Your goal:
According to the text on criminology, which Italian scholar is credited with inventing the term criminology?

What is criminology?
Criminology derives from the Latin word ‘crimen’ (crime) and the Greek word ‘logos’ (doctrine). The “invention” of the term criminology (here: criminologia) is attributed to the Italian scholar Raffaele Garofalo, who published the book “Criminologia: Studio sul Delitto, Sulle sue Cause e sui Mezzi di Repressione” in 1885. The British criminologist David Garland (2002) states that the historically still relatively young discipline of criminology can be characterized by two essential core areas. This is on the one hand a “governmental project” and on the other hand the “Lombrosian project”. Behind the first category lies a criminology that has dedicated itself to administrative purposes and records the development of crime in empirical studies and evaluates the work of state institutions such as prisons or the police. The Lombrosian project goes back to the Italian psychiatrist and prison doctor Cesare Lombroso, who is regarded as the founder of an empirically founded (positivist) criminology. Through studies on prisoners, Lombroso wanted to determine the nature of criminals and thus determine the causes of crime (see below). Garland further notes that these two areas have increasingly overlapped and merged in recent times.
Definition
Criminology can therefore be defined as the study of crime. Criminological knowledge is created both theoretically and empirically (i.e. in the form of scientific studies).
The Latin word crimen, however, not only stands for crime, but can also be translated as accusation (it is derived from cernere – select, decide -). Criminology therefore deals not only with behaviours that we perceive as crimes, but also with the question of which behaviour, when and why are perceived as criminal. These two perspectives become clearer when we take a closer look at the subject of criminology.

Given information:
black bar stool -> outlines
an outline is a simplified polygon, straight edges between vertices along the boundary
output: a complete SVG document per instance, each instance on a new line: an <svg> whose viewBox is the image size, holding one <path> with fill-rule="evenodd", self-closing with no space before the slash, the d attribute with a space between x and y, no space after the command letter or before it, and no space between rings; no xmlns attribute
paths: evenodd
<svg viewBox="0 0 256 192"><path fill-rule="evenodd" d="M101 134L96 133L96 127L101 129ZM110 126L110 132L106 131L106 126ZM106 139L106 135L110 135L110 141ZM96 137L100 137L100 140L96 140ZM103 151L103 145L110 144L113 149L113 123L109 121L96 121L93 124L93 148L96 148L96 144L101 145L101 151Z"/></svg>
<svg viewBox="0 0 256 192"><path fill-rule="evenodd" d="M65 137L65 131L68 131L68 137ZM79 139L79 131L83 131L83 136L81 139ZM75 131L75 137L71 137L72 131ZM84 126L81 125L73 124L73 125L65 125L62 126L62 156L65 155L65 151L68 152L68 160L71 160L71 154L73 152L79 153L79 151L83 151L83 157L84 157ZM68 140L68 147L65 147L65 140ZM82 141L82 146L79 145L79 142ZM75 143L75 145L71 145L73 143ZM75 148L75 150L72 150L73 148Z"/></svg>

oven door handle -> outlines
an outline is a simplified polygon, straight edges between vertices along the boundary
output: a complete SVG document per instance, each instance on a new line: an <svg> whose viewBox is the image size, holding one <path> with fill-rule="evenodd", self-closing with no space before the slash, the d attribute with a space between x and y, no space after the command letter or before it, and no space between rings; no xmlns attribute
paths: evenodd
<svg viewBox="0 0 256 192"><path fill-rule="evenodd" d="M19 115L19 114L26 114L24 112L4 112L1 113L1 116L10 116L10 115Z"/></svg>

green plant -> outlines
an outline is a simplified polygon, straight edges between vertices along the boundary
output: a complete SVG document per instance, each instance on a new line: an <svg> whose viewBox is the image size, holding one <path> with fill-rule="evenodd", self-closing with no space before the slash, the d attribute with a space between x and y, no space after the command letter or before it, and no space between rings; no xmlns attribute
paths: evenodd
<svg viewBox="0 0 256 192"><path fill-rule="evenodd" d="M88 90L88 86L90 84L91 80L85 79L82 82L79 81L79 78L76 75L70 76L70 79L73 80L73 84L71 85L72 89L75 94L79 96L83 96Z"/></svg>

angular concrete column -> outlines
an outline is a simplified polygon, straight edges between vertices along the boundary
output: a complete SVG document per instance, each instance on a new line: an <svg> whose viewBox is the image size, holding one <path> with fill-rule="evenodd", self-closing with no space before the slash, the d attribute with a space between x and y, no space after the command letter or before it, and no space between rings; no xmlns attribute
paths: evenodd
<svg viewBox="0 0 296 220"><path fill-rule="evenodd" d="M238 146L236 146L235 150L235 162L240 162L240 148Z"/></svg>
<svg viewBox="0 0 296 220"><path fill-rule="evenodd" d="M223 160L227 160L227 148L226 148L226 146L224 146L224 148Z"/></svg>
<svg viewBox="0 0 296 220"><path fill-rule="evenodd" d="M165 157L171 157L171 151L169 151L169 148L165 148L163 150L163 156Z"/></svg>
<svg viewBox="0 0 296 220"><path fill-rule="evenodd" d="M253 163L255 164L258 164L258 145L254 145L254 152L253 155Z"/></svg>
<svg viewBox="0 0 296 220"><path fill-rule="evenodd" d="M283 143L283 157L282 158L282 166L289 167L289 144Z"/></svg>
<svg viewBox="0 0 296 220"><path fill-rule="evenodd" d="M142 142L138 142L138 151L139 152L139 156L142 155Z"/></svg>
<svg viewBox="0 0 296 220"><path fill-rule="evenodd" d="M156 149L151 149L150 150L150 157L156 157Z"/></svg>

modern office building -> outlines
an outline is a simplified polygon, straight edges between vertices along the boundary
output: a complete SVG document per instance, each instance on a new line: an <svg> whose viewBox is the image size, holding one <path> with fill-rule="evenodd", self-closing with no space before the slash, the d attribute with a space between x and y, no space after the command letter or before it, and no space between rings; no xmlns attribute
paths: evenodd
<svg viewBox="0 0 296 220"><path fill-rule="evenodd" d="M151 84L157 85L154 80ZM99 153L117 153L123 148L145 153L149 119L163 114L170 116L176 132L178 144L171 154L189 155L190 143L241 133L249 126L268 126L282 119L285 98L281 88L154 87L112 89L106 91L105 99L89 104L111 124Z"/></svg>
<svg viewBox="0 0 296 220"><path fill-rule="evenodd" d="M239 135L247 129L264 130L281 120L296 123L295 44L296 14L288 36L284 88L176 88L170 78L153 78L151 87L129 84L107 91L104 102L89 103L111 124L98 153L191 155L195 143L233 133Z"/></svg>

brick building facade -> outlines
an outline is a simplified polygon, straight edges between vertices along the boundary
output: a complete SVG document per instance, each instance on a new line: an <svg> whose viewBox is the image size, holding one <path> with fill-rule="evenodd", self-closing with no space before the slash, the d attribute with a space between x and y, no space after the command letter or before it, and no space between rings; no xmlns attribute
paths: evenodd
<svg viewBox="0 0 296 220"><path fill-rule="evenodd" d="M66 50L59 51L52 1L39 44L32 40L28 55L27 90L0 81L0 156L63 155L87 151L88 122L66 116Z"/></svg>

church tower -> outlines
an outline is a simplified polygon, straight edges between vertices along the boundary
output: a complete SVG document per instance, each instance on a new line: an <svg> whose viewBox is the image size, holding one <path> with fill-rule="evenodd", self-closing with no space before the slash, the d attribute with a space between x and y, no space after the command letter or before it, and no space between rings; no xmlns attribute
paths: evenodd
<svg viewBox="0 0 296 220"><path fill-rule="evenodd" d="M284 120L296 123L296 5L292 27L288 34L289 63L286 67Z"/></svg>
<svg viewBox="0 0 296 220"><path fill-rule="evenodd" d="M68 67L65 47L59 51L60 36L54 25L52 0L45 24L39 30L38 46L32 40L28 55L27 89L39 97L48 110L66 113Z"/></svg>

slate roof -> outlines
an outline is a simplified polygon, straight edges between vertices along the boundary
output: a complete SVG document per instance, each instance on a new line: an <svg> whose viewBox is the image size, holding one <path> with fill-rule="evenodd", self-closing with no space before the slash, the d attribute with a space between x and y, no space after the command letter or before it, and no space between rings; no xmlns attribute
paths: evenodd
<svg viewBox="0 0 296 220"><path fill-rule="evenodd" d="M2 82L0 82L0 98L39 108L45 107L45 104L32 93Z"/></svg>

Written answer:
Raffaele Garofalo